:: Task goal ::
A faithful copy of all the data is required; pictures should not be included.

━━━ Material provided ━━━

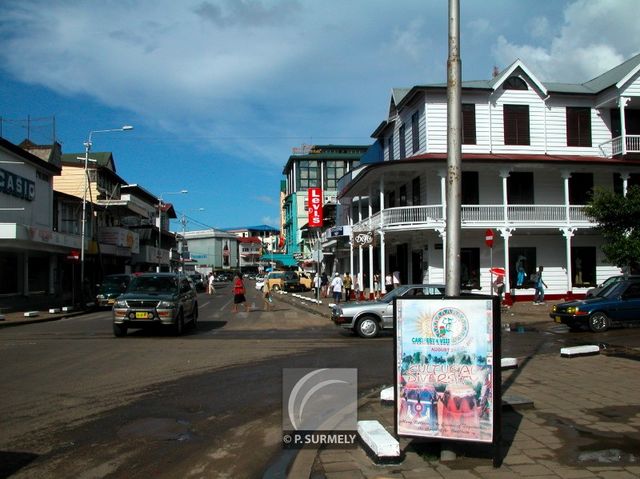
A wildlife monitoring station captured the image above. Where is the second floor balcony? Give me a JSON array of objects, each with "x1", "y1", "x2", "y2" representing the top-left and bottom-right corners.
[
  {"x1": 599, "y1": 135, "x2": 640, "y2": 157},
  {"x1": 351, "y1": 204, "x2": 595, "y2": 232}
]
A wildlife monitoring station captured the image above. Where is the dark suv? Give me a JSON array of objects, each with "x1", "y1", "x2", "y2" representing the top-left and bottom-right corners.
[
  {"x1": 112, "y1": 273, "x2": 198, "y2": 337},
  {"x1": 96, "y1": 274, "x2": 131, "y2": 308}
]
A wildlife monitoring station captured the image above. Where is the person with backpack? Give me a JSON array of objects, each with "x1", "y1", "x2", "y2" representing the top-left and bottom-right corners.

━━━

:: Solution to this task ::
A wildlife monitoring station captured the image above. Where is the second floor balcony? Give me a JSON array of objects, each with "x1", "y1", "x2", "y2" representing the top-left and bottom-right corners.
[
  {"x1": 599, "y1": 135, "x2": 640, "y2": 157},
  {"x1": 351, "y1": 204, "x2": 595, "y2": 232}
]
A wildlife monitoring station captured the image above. Where is the dark suv? Give me a JSON array of objects, each with "x1", "y1", "x2", "y2" representing the top-left and bottom-right corners.
[
  {"x1": 112, "y1": 273, "x2": 198, "y2": 337},
  {"x1": 96, "y1": 274, "x2": 131, "y2": 308}
]
A wildlife monitoring station captured the image above. Where is the person with backpack? Give me a JSON array of objects, each with "x1", "y1", "x2", "y2" representing the top-left and bottom-right corners.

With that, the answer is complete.